WHAT IS NEEDED: Search the listing below for the line containing "hey so can you find the ceiling air". From there through the line containing "hey so can you find the white drawer", transcribe every line exactly, both ends included.

DATASET EXCERPTS:
§

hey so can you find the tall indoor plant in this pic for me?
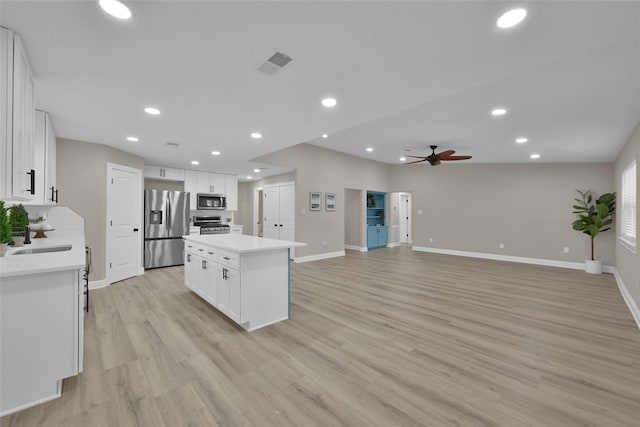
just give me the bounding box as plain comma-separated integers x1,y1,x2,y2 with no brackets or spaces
571,189,616,274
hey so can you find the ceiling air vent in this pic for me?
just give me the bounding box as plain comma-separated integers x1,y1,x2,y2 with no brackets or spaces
164,142,180,149
257,51,293,76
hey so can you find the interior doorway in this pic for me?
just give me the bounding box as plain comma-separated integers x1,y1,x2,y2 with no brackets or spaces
399,193,412,243
106,163,142,284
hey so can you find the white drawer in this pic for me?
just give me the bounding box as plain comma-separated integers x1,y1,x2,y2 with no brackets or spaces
218,249,239,269
185,242,216,259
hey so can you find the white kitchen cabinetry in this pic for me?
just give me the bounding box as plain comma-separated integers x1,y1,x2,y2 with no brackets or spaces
28,110,57,205
229,225,243,234
184,170,198,210
144,165,185,181
0,268,84,415
1,27,36,201
183,235,304,331
196,171,224,194
224,174,238,210
263,182,295,243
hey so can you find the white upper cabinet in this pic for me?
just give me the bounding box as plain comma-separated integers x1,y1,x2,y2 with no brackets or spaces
143,165,185,181
184,170,197,211
27,110,57,205
224,174,238,211
196,171,224,194
1,28,36,201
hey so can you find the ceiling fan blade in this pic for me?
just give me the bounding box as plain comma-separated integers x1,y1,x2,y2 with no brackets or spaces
441,155,472,161
405,159,428,165
436,150,455,159
406,155,429,159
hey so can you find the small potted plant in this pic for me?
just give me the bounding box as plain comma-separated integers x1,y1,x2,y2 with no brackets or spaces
571,189,616,274
9,203,29,246
226,217,232,224
0,201,11,256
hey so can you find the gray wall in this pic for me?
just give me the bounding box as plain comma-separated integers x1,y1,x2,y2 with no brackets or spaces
388,162,615,265
256,144,390,257
57,138,144,281
615,121,640,313
344,189,362,247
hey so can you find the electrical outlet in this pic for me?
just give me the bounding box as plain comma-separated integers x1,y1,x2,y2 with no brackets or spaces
429,237,434,243
499,243,504,249
563,247,569,253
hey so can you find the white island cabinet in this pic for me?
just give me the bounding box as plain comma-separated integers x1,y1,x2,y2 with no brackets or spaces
184,234,305,331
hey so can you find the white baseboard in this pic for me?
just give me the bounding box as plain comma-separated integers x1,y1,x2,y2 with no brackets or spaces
294,250,345,263
89,278,110,290
412,246,615,272
137,267,145,276
344,245,368,252
387,242,402,248
613,269,640,331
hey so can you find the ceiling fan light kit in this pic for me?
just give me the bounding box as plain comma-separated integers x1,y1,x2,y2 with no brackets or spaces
405,145,472,166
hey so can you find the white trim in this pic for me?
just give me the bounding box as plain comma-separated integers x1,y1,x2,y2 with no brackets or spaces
294,250,345,263
89,278,110,290
387,242,402,248
0,389,62,417
618,236,637,254
344,244,368,252
137,267,145,276
613,269,640,331
412,246,615,272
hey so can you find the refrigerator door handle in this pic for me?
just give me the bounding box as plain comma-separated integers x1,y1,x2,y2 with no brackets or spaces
166,198,172,229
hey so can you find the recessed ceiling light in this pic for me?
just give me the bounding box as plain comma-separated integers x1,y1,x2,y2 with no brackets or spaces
491,108,507,116
253,169,260,173
211,151,221,156
191,161,199,165
251,132,262,139
322,98,337,108
126,136,139,142
247,176,253,180
322,134,328,138
515,137,528,144
366,147,374,152
497,8,527,29
530,153,540,159
400,157,407,162
144,107,160,115
99,0,132,20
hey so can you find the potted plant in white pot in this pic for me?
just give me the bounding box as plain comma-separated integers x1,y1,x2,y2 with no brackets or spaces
9,204,29,246
571,189,616,274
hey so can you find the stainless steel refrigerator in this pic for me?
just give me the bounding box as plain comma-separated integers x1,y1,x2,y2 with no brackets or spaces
144,190,190,269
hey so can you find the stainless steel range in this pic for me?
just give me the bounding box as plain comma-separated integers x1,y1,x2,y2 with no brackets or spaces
193,216,230,235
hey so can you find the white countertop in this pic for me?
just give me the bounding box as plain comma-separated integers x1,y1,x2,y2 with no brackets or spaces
0,235,86,278
184,234,306,254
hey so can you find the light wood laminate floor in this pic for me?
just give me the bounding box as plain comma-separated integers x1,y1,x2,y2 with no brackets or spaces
3,246,640,426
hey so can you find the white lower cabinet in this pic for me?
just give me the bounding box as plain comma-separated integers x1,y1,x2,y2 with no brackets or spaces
0,269,84,416
184,239,291,331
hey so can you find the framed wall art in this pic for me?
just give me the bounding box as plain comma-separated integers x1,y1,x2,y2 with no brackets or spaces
325,193,336,211
309,191,321,211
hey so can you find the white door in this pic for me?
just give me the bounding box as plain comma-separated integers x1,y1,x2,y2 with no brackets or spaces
400,194,411,244
107,163,142,284
253,188,262,236
263,186,280,239
279,184,295,242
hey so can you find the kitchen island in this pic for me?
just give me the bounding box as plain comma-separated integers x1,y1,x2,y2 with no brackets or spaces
183,234,305,331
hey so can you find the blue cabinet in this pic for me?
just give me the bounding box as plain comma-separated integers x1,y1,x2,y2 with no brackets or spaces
366,191,387,249
368,226,388,249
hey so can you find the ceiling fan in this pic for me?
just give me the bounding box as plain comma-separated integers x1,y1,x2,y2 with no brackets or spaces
406,145,472,166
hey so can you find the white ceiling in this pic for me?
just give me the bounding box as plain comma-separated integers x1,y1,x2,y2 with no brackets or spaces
2,1,640,180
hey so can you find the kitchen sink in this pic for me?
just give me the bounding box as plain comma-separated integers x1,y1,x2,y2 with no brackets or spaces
12,245,72,255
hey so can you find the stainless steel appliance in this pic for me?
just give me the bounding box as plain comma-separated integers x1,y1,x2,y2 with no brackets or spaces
193,215,230,235
196,193,226,210
144,190,190,268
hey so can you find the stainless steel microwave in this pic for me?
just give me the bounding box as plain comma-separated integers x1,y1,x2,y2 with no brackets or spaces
196,193,227,210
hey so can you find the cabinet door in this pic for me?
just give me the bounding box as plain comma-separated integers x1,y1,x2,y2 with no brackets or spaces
224,174,238,210
378,227,388,247
163,167,184,181
226,267,241,323
210,173,224,194
184,170,198,210
184,251,199,291
0,28,12,199
45,114,57,204
11,34,35,200
367,227,378,248
144,165,163,179
218,266,230,314
196,172,212,194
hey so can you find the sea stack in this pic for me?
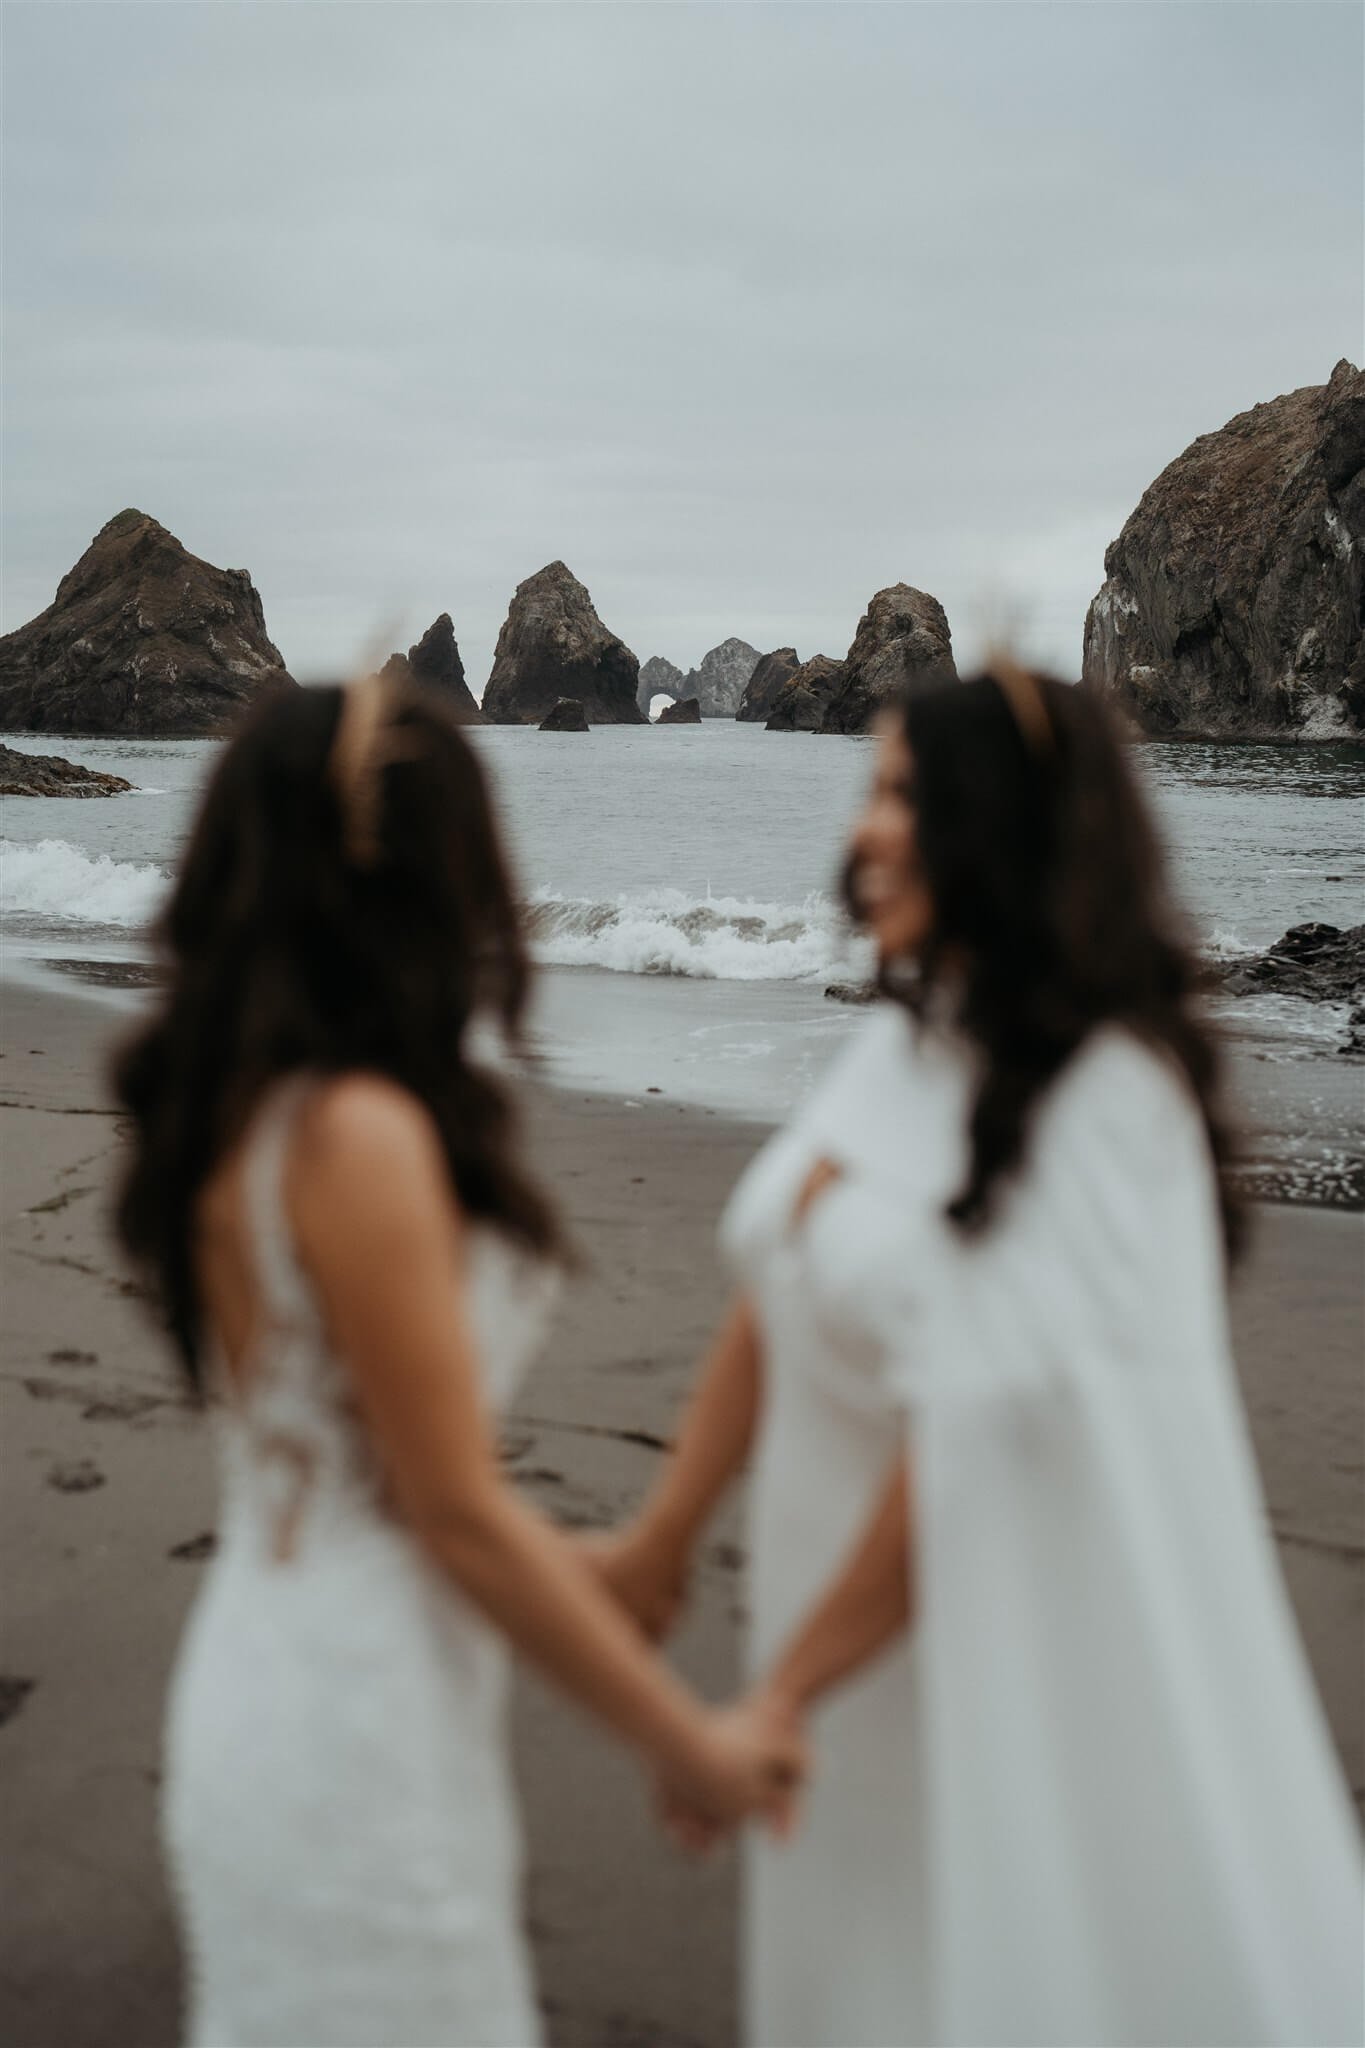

§

SOLUTION:
hey so can you find the ceiling air vent in this pic for me?
just give me the bounding box as plain comma-separated integers x1,y1,x2,y2 with no brackets or spaces
164,142,180,149
257,51,293,76
hey so can you find the interior doorway in this pic for me?
just give me the bounding box as plain comma-separated integers x1,y1,x2,y2 with no brackets or spaces
399,193,412,243
106,163,142,284
hey so can you find the white drawer in this pic for me?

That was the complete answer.